### Work required
Please give again, exactly and only, the stretch of lines from the one containing "Query: suit lapel" to the end of the entries below.

### Dataset extract
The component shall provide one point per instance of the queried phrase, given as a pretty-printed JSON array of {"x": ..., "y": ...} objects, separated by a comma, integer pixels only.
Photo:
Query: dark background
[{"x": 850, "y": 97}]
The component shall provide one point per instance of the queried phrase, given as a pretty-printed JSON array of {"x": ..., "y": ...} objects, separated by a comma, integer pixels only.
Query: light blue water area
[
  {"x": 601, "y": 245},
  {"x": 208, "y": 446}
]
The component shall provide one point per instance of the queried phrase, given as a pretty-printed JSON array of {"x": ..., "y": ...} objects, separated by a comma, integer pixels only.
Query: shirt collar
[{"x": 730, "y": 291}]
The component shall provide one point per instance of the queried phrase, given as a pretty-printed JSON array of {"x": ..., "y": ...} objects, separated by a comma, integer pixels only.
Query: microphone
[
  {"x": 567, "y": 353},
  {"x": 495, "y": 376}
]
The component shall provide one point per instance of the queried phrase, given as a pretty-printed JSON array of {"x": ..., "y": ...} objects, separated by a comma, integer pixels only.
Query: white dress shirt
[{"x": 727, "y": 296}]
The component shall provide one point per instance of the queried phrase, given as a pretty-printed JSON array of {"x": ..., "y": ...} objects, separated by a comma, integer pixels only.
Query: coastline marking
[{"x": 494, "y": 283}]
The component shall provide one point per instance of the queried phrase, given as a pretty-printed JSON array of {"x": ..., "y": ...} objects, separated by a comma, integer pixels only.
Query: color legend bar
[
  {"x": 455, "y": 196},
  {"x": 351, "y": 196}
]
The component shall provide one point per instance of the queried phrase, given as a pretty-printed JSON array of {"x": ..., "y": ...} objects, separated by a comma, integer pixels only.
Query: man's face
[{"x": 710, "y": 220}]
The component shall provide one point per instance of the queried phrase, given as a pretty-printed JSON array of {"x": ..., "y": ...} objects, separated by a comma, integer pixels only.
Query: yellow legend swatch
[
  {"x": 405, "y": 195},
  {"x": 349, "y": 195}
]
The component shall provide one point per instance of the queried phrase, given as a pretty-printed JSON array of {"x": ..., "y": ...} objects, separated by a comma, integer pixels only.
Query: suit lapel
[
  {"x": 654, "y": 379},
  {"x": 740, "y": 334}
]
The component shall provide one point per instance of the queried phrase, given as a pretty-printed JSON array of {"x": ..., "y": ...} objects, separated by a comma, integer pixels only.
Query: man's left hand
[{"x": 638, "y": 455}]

### Task answer
Query: suit lapel
[
  {"x": 654, "y": 379},
  {"x": 740, "y": 334}
]
The component shall provide one point per instance of the queried phrase, given as a pretty-printed JSON array of {"x": ..., "y": ...} objects, separated by a comma, integer pixels only.
Query: man's left hand
[{"x": 638, "y": 455}]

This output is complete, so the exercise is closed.